EXERCISE TASK: Return everything in the items below from the line containing "the car door" down to the line containing "column 246, row 146", both included, reproduced word for word.

THE INPUT:
────────────────
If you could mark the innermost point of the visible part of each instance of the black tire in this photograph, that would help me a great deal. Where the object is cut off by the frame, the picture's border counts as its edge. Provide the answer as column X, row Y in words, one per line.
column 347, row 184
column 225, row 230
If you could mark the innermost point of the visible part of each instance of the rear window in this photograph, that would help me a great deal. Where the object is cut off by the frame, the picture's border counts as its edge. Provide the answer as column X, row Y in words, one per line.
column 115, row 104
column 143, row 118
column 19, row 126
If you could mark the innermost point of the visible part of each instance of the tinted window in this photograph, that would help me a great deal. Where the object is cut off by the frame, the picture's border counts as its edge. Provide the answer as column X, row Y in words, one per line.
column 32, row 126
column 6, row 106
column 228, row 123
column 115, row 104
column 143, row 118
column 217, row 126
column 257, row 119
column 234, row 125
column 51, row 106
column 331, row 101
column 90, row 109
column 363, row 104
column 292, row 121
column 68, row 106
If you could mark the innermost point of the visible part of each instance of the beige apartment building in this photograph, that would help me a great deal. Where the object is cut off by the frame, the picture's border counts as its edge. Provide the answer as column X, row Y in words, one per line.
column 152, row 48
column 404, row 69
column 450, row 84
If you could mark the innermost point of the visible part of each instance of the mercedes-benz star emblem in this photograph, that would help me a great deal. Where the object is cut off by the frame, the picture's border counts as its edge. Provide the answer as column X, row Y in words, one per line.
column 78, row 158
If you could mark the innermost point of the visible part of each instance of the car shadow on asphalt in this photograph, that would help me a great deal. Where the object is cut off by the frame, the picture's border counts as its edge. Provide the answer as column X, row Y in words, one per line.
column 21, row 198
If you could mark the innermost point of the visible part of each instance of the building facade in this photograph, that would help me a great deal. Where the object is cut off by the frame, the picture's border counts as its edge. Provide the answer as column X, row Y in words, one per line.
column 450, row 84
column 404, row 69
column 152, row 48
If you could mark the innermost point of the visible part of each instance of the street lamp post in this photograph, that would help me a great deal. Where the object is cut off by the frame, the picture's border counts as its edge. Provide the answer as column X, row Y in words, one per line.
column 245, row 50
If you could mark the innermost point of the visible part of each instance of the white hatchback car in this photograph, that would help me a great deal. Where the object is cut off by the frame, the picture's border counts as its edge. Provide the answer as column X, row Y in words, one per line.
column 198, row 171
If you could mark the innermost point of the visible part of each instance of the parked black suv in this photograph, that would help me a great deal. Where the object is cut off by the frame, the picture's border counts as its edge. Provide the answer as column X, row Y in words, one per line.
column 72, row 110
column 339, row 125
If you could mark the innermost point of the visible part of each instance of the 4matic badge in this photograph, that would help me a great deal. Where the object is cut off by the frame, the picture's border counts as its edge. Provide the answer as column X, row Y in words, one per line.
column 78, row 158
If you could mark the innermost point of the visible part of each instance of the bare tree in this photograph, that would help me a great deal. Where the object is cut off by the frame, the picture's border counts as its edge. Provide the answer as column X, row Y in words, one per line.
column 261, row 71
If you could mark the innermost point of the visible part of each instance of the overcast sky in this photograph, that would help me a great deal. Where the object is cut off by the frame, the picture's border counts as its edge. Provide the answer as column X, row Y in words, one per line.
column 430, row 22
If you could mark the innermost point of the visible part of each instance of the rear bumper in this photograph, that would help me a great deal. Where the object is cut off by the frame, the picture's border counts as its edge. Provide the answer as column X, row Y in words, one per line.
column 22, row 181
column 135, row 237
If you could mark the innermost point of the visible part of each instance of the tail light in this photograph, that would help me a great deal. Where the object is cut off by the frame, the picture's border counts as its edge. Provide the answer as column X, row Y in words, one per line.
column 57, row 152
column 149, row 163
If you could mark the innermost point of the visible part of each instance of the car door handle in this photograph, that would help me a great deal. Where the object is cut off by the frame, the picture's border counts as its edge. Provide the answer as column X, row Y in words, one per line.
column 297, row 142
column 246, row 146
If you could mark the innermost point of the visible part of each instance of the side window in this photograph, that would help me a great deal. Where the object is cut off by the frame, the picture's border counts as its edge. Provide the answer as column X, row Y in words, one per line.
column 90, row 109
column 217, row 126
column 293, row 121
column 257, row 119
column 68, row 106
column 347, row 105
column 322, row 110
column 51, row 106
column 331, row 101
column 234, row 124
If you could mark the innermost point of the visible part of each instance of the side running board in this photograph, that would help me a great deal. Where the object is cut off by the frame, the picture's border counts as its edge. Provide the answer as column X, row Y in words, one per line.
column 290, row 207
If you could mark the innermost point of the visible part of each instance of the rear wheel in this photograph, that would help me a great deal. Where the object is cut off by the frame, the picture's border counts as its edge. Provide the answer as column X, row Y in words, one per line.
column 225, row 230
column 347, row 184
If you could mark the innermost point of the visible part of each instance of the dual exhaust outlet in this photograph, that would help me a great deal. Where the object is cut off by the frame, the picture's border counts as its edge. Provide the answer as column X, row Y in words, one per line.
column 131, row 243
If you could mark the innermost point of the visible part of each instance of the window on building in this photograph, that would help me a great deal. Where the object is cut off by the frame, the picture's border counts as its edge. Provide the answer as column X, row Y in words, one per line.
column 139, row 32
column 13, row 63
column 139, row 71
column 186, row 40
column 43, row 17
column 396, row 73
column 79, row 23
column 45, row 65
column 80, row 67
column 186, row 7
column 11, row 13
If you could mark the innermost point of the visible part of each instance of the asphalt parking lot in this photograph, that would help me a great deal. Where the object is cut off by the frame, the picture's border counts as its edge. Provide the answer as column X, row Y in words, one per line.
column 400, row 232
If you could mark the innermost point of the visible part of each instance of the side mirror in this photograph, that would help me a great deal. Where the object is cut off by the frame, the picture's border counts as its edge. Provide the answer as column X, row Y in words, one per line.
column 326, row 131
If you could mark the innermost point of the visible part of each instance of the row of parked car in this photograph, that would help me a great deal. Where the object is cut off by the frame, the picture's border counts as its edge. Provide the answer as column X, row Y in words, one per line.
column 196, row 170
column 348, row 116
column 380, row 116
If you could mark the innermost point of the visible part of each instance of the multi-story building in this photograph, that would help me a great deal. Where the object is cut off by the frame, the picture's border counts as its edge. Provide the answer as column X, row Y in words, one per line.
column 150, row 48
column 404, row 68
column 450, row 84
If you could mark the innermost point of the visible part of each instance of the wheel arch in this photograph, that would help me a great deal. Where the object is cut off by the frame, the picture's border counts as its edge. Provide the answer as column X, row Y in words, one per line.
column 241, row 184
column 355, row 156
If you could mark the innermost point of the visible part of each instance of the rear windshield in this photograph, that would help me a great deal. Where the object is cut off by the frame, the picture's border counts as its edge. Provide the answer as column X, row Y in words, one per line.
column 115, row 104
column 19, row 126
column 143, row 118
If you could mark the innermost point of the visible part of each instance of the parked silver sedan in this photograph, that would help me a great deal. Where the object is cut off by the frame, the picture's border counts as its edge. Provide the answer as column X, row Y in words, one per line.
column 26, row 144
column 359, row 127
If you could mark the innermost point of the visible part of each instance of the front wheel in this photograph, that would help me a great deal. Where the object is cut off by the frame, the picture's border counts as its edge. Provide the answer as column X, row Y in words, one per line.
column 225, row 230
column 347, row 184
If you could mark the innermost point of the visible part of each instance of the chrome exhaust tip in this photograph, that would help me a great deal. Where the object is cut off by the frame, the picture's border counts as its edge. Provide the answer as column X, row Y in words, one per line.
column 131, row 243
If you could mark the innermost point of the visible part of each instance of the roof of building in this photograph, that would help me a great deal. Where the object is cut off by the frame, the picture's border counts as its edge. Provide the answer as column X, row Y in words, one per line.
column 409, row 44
────────────────
THE COMPLETED TASK:
If you could mark the innermost point of the visible part of each instance of the car door handle in this photograph, that would help me a great deal. Where the object is cut off by the frame, the picture's border counts as its edge. Provide the answer as column X, row Y in words, one per line.
column 297, row 142
column 246, row 146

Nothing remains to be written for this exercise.